Brief | Copy all of the data below line for line, without any changes, and leave the picture out of your answer.

Dataset records |

================================

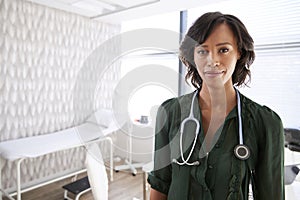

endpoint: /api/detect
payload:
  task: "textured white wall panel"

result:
[0,0,120,191]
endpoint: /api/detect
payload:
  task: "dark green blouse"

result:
[148,93,284,200]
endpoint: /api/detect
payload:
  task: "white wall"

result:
[0,0,120,191]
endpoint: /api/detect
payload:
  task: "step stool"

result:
[62,176,91,200]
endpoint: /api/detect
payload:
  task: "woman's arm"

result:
[150,188,167,200]
[255,108,285,200]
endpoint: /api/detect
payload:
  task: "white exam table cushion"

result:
[0,122,119,161]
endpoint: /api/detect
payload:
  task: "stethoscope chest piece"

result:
[234,144,250,160]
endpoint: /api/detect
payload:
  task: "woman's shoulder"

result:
[160,92,194,109]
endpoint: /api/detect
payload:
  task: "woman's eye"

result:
[220,48,229,53]
[197,49,207,55]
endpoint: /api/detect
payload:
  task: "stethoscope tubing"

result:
[172,89,250,166]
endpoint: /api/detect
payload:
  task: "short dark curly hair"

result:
[179,12,255,88]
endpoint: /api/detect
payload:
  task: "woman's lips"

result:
[204,71,224,77]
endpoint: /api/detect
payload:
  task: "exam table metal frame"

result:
[0,136,113,200]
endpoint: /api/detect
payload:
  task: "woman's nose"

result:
[207,53,220,67]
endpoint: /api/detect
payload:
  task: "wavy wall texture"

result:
[0,0,120,191]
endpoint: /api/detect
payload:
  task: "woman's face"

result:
[194,23,240,87]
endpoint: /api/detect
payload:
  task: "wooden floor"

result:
[3,167,149,200]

================================

Expected output |
endpoint: /api/detect
payload:
  task: "textured white wall panel"

result:
[0,0,120,191]
endpoint: /api/detect
payload:
  task: "dark green blouse"

result:
[148,93,284,200]
endpoint: /api/detect
payload:
  task: "white wall"

result:
[0,0,120,191]
endpoint: /api/detect
payload:
  task: "step stool"

result:
[62,176,91,200]
endpoint: /api/detect
payload:
  task: "woman's arm"

result:
[150,188,167,200]
[255,108,285,200]
endpoint: /api/detect
payload:
  task: "white exam table cushion"

result:
[0,122,119,161]
endpoint: /api/detect
payload:
  task: "stethoscope chest piece"

result:
[234,144,250,160]
endpoint: /api/detect
payload:
  task: "woman's shoulder"

result:
[160,92,194,109]
endpoint: /api/detect
payload:
  task: "woman's eye"

result:
[220,48,229,53]
[197,49,207,55]
endpoint: /api/detect
payload:
  task: "stethoscope tubing"

result:
[172,89,250,166]
endpoint: /api/detect
payload:
  task: "short dark curly hair"

result:
[179,12,255,88]
endpoint: /api/detect
payload:
  task: "woman's lips"

result:
[204,71,224,77]
endpoint: /api/detect
payload:
  task: "exam table metal frame"

result:
[0,136,113,200]
endpoint: /api/detect
payload:
  task: "woman's nose"

result:
[207,53,220,67]
endpoint: /api/detect
payload:
  task: "wavy wall texture"

result:
[0,0,120,191]
endpoint: /api/detect
payload:
  task: "woman's face"

result:
[194,23,240,87]
endpoint: /api/detect
payload:
  task: "wooden floor"

result:
[3,167,149,200]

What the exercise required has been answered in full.